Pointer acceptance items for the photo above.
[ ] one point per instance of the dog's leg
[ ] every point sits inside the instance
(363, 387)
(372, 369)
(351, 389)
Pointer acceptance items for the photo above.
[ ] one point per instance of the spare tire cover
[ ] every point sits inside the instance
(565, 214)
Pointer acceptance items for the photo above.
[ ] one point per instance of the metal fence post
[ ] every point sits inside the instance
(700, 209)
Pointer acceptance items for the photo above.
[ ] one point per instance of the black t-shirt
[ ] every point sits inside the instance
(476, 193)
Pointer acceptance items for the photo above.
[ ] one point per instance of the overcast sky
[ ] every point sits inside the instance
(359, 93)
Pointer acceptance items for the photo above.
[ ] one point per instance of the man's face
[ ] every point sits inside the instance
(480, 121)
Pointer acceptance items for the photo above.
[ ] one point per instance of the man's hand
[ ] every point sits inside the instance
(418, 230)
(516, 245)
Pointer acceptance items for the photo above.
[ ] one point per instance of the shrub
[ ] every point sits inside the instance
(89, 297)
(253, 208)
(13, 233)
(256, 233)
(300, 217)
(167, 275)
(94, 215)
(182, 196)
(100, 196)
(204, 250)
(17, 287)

=-=-=

PROBLEM TO SOLVE:
Please give a word-for-word repetition of the lines from the one containing "[ ] one point per instance of the shrub" through the last line of the data above, including both, and nothing besides.

YOUR SOLUTION:
[ ] one point per instance of the shrub
[ ] every point sits inside the instance
(89, 297)
(253, 208)
(13, 233)
(256, 233)
(300, 217)
(167, 275)
(94, 215)
(182, 196)
(100, 196)
(204, 250)
(17, 287)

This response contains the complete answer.